# Victorian Stock List Questions



## AxRhea88 (Sep 21, 2009)

Now, i'm not going out tomorrow or the next day or the day after that to buy up these cichlids anytime soon. What i'm wondering is, what would happen if I were to put these cichlids together in the same tank. 1 of each, all males, no females. 75 - 90 gallon.

I've looked these up in the profile section and all of these are either peaceful/mild agg/agg. There's no highly agg or extremes. But I'd like to know from people who have actually owned these cichlids in real life too, what have your experiences told you about these guys and would you recommend them?

I realize the Nubilus and Crimson Tide are similiar in color, both black. Would this cause a problem/competition, will the other lose coloration because of this? The Dayglow and the Kyoga Flame are also very simililar in color, would this cause a problem? These fish are ones that are actually supplied at a fish store about 50mins away from where I live so, I have slim pickins in the Victorian selection (aside from the Malawi Baenschi). Anyone know of a good blue Victorian? As you can see, i'm a color guy not a breeder.

Also, without the females, will the males still keep their bright coloring?









Lithochromis rufus









Pundamilia sp. "Crimson Tide"









Astatotilapia nubilus









Haplochromis sp. "Dayglow"









Xystichromis sp. "Kyoga flameback"









Aulonocara baenschi









Paralabidochromis chromogynos


----------



## Mcdaphnia (Dec 16, 2003)

I think the general idea of an all male tank is that without the ladies around the guys will mellow out, drink beer and watch the tube. The tanks where I've seen this working, there were no caves or rocks that could be territorial markers, an incredible congestion of fish, about evenly sized, but the more aggressive species slightly smaller, and a way over size filtration system with a remote sump bigger than the tank.

The fish in an all male tank look pretty good, not quite perfect but close enough. A fish that loses its male coloration should be removed before it starts something.


----------



## AxRhea88 (Sep 21, 2009)

Ahh well.. I gotta find these fish first. There sold out at my LFS.


----------

- Problem description -
Reproduce the cichlid thread word for word, starting with "## Mcdaphnia (Dec" and going on through "out at my LFS.".

Location labeling records

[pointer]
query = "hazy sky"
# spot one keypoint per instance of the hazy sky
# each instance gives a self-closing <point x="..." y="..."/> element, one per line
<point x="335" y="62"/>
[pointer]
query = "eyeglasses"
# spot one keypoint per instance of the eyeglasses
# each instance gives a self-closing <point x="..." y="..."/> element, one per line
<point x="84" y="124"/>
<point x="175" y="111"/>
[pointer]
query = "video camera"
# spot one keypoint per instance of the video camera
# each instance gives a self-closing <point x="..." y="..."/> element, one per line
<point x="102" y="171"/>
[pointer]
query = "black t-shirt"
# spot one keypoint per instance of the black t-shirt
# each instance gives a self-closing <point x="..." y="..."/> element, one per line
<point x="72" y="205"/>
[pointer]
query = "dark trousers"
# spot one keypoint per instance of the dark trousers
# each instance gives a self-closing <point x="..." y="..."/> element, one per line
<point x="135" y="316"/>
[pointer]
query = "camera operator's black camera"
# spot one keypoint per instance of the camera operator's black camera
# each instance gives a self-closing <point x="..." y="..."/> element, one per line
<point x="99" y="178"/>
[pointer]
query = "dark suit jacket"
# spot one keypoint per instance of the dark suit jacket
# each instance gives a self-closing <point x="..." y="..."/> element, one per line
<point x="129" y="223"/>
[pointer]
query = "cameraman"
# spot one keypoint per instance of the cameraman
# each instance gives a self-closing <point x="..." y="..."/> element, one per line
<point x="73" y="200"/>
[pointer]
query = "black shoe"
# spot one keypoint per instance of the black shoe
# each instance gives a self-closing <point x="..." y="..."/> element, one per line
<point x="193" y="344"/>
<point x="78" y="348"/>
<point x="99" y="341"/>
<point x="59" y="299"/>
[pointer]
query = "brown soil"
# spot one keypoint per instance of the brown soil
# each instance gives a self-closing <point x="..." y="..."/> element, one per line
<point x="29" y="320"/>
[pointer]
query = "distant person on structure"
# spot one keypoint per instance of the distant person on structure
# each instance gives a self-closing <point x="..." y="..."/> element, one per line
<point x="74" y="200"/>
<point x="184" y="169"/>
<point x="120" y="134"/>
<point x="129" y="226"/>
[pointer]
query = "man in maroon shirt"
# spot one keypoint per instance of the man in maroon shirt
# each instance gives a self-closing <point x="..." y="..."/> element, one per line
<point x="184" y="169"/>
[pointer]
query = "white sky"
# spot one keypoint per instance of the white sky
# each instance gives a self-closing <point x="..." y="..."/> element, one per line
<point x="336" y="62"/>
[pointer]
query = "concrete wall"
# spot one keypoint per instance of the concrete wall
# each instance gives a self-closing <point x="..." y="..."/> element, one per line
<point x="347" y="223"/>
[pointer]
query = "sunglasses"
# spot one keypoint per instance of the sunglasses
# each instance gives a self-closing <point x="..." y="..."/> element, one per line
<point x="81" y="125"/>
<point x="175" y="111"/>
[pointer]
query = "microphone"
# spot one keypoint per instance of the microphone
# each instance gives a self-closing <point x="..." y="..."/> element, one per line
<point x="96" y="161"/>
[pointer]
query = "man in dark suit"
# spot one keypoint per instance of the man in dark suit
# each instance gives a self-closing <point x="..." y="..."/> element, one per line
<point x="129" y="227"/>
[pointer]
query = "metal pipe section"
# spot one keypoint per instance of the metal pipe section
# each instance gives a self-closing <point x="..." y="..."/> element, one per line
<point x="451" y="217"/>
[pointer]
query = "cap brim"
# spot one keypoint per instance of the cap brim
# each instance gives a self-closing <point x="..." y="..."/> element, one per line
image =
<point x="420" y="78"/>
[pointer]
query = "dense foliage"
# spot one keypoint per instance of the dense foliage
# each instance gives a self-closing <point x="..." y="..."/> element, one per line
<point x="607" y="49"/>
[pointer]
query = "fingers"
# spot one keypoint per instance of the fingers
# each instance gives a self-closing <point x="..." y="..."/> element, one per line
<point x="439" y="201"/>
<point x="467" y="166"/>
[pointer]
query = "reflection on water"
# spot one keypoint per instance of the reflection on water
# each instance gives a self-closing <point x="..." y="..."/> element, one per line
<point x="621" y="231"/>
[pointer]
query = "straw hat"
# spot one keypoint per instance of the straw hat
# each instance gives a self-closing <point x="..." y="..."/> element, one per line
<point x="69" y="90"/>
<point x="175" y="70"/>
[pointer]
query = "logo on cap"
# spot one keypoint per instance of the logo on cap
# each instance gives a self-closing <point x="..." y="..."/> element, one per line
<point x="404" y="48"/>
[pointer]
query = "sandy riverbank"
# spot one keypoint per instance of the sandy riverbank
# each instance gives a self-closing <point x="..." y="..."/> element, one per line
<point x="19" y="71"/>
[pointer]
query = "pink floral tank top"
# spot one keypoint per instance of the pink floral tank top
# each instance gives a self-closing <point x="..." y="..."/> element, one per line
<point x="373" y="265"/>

- Answer to the exercise -
## Mcdaphnia (Dec 16, 2003)

I think the general idea of an all male tank is that without the ladies around the guys will mellow out, drink beer and watch the tube. The tanks where I've seen this working, there were no caves or rocks that could be territorial markers, an incredible congestion of fish, about evenly sized, but the more aggressive species slightly smaller, and a way over size filtration system with a remote sump bigger than the tank.

The fish in an all male tank look pretty good, not quite perfect but close enough. A fish that loses its male coloration should be removed before it starts something.


----------



## AxRhea88 (Sep 21, 2009)

Ahh well.. I gotta find these fish first. There sold out at my LFS.